# Instructions to follow
Reproduce the lines from the line with "white boat side panel -> coordinates" to the line with "[0,218,600,450]", including both of those lines. Leave the pictures out of your answer.

------ Provided information ------

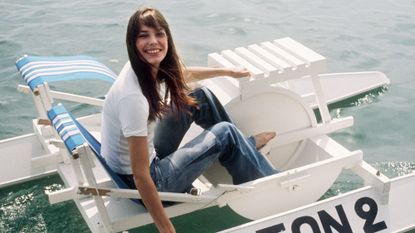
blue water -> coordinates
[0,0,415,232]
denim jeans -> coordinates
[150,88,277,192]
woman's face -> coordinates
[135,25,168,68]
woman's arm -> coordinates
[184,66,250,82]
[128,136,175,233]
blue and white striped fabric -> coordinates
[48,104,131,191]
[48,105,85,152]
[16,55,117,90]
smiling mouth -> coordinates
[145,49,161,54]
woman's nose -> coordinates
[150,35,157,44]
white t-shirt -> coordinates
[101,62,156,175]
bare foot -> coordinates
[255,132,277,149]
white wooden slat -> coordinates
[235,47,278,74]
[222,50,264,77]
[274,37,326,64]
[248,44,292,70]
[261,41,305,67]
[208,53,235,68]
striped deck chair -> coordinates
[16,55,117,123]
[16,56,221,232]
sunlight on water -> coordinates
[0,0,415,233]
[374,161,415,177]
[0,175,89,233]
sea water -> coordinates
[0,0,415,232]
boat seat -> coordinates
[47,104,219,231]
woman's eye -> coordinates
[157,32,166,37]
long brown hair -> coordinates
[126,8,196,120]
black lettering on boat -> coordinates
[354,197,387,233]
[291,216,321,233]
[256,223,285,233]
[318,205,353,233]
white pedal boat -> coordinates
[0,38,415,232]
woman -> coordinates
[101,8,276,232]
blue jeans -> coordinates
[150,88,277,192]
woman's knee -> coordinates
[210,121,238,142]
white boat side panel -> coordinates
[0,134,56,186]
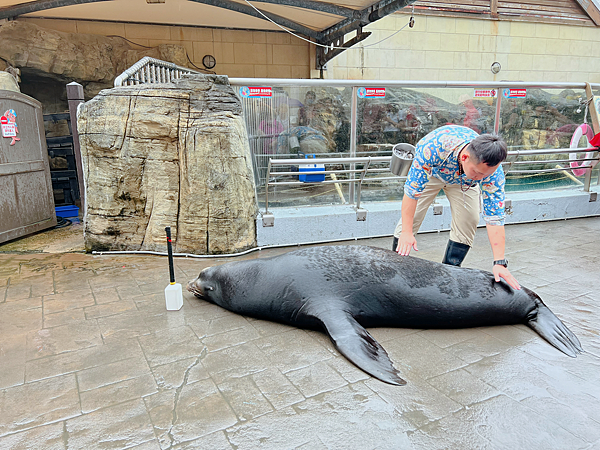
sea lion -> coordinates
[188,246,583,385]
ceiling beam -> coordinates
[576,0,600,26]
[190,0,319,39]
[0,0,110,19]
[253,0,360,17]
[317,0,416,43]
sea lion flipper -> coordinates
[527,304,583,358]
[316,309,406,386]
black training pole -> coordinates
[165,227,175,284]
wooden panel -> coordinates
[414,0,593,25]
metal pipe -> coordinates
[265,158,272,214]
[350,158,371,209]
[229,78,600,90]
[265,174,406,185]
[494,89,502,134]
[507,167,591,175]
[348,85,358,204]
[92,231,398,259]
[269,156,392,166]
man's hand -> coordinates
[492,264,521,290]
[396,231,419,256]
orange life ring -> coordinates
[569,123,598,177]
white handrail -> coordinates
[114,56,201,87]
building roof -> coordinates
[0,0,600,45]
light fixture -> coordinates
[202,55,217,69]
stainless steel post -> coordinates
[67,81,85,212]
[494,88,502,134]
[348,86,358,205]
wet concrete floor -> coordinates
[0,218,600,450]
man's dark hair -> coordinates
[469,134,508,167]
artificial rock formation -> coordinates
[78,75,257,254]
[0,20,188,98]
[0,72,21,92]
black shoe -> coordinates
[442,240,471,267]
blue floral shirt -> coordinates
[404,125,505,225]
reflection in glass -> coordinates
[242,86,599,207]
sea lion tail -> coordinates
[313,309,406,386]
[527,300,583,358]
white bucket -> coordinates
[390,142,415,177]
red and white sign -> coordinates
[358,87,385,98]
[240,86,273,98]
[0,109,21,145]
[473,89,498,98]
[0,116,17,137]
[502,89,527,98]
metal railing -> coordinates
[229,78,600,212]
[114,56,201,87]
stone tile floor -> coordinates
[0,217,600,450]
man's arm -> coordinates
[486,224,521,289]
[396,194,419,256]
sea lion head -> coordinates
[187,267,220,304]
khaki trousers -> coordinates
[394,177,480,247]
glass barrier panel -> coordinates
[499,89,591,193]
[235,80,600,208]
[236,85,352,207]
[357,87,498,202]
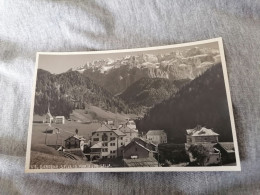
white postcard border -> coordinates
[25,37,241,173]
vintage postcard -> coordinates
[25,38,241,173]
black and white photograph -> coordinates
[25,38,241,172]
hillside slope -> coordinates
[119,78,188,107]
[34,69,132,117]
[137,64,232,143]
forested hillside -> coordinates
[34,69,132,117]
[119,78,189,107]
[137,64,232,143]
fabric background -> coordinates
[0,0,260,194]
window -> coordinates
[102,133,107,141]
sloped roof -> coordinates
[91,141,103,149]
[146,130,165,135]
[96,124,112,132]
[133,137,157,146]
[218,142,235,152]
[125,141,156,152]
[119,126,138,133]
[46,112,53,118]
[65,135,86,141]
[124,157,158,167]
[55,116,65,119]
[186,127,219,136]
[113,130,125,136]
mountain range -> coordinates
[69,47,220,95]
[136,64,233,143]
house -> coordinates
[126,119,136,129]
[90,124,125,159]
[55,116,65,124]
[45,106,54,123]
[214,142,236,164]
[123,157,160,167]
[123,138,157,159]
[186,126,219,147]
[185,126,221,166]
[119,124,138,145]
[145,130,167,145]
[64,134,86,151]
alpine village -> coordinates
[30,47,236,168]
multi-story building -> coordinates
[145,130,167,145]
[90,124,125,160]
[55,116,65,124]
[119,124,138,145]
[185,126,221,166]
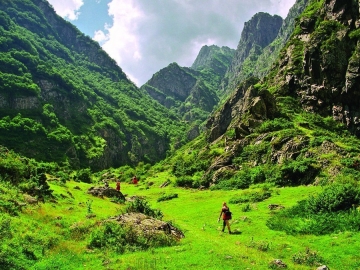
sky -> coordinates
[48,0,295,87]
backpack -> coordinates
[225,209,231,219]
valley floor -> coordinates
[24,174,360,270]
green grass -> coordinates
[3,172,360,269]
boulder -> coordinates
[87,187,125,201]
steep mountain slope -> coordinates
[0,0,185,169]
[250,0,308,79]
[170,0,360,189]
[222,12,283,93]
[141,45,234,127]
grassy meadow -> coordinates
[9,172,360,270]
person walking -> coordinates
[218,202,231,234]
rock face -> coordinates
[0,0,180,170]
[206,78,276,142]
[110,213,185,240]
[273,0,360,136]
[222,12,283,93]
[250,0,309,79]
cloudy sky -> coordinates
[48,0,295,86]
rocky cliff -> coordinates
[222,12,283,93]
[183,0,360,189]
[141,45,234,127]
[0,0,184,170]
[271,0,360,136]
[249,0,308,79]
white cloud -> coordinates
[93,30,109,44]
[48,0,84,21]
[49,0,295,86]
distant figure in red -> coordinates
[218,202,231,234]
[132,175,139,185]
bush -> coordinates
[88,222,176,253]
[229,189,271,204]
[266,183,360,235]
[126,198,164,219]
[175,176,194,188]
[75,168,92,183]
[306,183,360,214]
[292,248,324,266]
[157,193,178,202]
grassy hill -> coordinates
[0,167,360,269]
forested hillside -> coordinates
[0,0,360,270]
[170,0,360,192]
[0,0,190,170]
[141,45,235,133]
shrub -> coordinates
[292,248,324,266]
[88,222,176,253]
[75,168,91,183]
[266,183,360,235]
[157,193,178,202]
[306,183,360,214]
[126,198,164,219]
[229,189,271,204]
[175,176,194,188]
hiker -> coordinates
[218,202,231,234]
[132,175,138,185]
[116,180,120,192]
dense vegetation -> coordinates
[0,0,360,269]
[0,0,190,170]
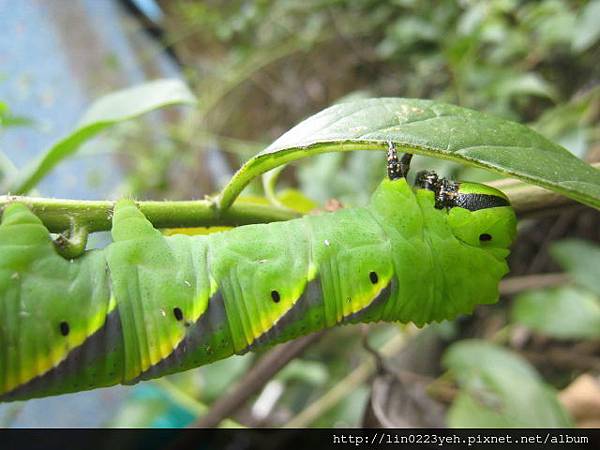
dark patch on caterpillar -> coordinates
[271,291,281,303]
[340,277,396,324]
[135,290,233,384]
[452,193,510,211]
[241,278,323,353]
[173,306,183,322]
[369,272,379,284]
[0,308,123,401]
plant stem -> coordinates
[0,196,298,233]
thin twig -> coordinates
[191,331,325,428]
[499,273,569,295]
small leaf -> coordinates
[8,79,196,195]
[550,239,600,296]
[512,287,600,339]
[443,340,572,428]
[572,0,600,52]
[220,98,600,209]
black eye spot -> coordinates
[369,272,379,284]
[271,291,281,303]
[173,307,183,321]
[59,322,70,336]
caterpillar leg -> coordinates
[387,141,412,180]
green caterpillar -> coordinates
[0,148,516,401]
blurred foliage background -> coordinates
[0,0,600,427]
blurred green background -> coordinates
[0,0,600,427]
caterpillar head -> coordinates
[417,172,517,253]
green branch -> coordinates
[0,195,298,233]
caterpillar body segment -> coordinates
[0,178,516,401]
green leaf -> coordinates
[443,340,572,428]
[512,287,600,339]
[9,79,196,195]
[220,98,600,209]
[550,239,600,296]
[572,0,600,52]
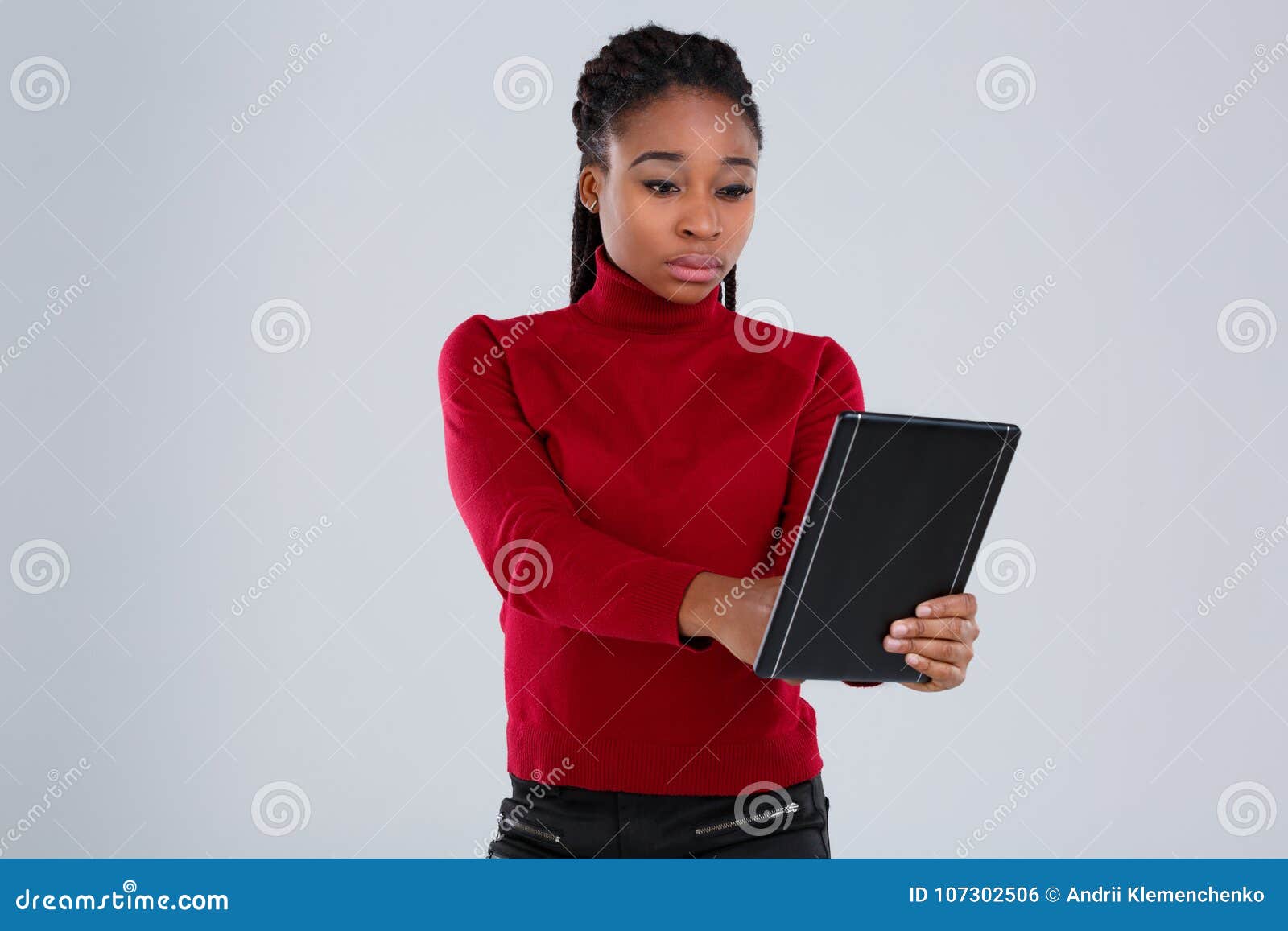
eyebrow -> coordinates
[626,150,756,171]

------
------ Provided information ------

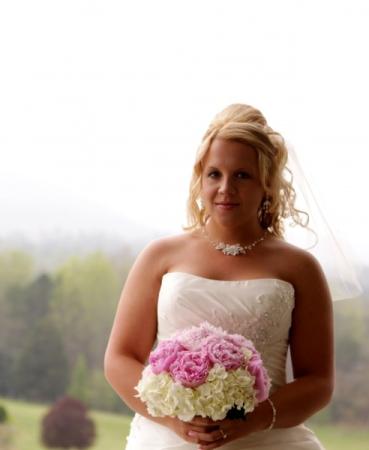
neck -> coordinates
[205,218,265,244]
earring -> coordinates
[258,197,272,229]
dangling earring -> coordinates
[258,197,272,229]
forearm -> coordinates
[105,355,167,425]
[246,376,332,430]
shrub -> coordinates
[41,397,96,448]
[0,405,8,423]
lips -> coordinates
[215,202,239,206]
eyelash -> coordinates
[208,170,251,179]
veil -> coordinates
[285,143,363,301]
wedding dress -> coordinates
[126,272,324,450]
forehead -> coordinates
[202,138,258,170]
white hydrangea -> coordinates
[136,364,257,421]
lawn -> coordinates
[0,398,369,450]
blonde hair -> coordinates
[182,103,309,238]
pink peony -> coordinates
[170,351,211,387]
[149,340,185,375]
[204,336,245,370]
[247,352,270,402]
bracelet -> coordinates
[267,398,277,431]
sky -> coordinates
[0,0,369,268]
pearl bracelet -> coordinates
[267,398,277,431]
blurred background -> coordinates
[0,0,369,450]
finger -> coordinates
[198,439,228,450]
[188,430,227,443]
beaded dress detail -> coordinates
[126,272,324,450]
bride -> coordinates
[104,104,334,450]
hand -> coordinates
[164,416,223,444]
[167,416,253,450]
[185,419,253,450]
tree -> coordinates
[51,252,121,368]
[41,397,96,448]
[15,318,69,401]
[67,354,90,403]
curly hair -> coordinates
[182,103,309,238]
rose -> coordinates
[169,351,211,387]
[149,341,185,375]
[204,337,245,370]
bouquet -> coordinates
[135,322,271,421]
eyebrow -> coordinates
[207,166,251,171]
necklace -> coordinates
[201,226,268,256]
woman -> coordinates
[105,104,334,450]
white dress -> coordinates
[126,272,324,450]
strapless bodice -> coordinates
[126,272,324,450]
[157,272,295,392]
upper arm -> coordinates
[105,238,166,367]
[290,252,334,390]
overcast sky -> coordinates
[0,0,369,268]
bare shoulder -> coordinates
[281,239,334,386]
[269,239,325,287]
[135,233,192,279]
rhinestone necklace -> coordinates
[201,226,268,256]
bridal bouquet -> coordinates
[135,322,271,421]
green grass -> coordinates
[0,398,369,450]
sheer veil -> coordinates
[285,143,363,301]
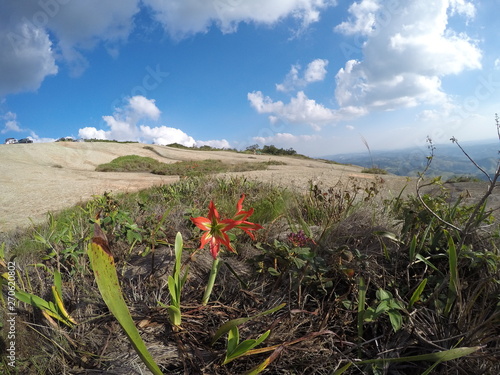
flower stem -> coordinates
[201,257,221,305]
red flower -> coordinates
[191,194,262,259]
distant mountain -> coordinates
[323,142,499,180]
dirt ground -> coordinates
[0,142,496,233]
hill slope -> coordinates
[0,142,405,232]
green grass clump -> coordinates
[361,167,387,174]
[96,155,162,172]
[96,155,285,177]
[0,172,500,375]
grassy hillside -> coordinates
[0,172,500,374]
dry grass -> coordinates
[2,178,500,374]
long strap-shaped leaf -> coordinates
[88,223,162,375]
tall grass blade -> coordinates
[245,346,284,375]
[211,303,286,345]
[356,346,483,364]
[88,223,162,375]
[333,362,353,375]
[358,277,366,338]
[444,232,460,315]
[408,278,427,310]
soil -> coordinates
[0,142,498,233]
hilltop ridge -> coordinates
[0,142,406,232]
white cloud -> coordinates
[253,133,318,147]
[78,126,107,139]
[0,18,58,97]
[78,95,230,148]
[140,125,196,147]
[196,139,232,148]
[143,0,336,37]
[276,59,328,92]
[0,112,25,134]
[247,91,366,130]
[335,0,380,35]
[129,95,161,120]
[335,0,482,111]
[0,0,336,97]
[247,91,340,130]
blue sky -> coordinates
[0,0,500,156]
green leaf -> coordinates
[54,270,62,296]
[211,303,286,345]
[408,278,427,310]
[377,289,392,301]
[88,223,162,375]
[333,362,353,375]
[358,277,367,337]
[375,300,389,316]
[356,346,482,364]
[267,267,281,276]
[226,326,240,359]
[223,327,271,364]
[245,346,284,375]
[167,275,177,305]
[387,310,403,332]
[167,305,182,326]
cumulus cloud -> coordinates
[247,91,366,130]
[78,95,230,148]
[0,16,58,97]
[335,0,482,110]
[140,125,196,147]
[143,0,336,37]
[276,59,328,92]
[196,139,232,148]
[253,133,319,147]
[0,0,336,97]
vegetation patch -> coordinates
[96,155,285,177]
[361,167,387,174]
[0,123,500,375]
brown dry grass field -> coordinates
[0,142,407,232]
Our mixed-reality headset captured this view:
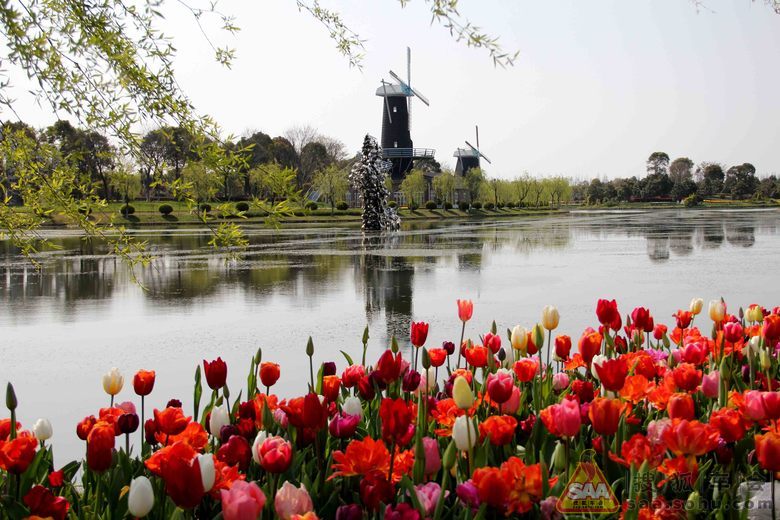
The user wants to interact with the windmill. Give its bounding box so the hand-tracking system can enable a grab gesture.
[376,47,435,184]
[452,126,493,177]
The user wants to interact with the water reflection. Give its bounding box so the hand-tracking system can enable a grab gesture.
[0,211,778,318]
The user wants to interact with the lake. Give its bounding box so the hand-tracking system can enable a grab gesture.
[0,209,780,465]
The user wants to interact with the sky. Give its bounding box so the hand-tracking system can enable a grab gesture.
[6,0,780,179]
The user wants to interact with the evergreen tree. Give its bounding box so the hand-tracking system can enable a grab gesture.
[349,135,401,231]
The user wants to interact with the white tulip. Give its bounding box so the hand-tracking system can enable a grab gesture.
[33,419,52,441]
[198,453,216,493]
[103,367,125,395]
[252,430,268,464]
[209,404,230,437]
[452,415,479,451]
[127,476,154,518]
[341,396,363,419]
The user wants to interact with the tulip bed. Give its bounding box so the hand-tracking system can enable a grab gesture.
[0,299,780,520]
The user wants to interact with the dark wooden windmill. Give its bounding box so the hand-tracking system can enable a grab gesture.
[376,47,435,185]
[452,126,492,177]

------

# The answer
white boat side panel -> coordinates
[0,134,56,186]
sea lion -> coordinates
[188,246,583,385]
ceiling beam -> coordinates
[576,0,600,26]
[190,0,319,39]
[0,0,110,19]
[253,0,360,17]
[317,0,416,43]
sea lion flipper -> coordinates
[527,304,583,358]
[316,309,406,386]
black training pole -> coordinates
[165,227,175,284]
wooden panel -> coordinates
[414,0,593,25]
metal pipe -> coordinates
[265,158,272,214]
[350,158,371,209]
[229,78,600,90]
[265,174,406,185]
[494,89,502,134]
[507,167,591,175]
[348,85,358,204]
[92,231,398,259]
[269,156,392,166]
man's hand -> coordinates
[492,264,521,290]
[396,231,419,256]
orange life ring -> coordinates
[569,123,598,177]
white handrail -> coordinates
[114,56,201,87]
building roof -> coordinates
[0,0,600,45]
light fixture -> coordinates
[202,55,217,69]
stainless steel post -> coordinates
[67,81,85,212]
[494,88,502,134]
[348,86,358,205]
wet concrete floor -> coordinates
[0,218,600,450]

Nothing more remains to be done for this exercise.